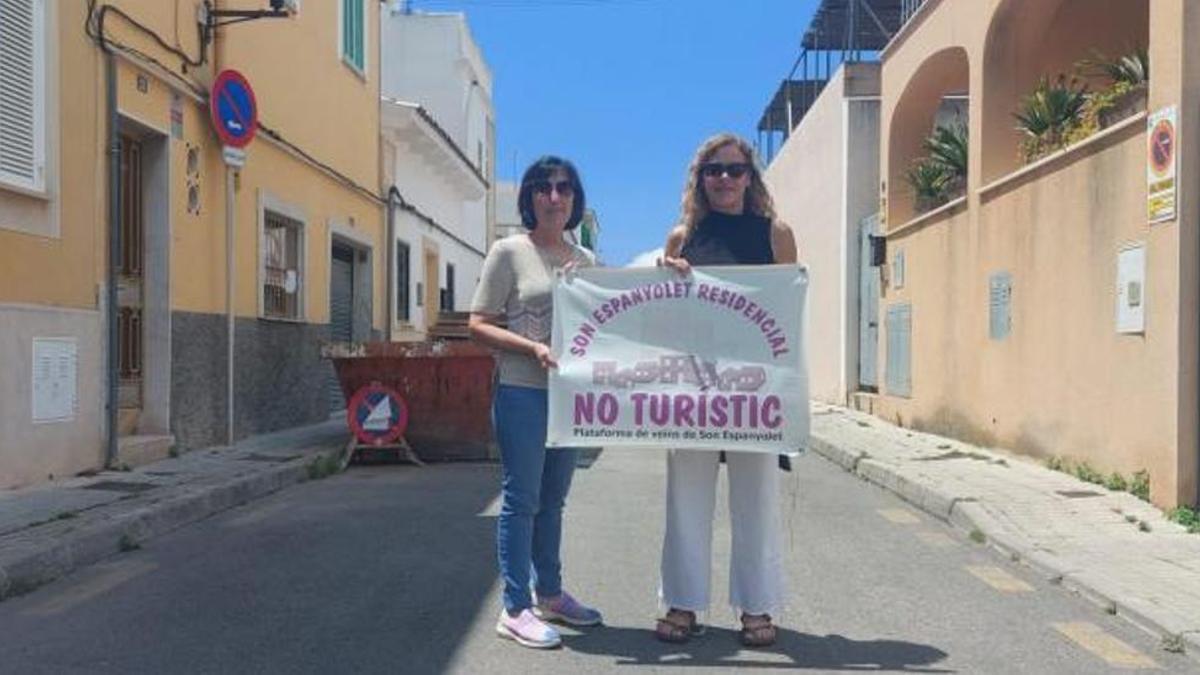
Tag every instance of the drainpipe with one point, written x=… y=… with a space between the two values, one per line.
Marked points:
x=390 y=257
x=114 y=250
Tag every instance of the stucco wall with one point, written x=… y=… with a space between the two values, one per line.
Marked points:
x=1063 y=382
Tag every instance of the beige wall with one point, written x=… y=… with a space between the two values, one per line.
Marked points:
x=1063 y=382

WORK REQUIRED :: Render every line of the entries above as a Markdown table with two columns, Row and Entry line, numbering each row and skipping blank lines. Leave the pictures out.

SOLUTION BELOW ::
| Row | Entry line |
|---|---|
| 1 | Tag every instance of the drainpipe with one point, written x=… y=… with a space between the two values, one per line. |
| 2 | Marked points: |
| 3 | x=390 y=257 |
| 4 | x=114 y=250 |
| 5 | Tag every instance of the stucco wall with one point, written x=… y=… with a space between the two values, one per line. |
| 6 | Marked points: |
| 7 | x=1063 y=382 |
| 8 | Tag every instance of the beige wall with one point, written x=… y=… with a space between the two values, one per line. |
| 9 | Marked points: |
| 10 | x=1063 y=382 |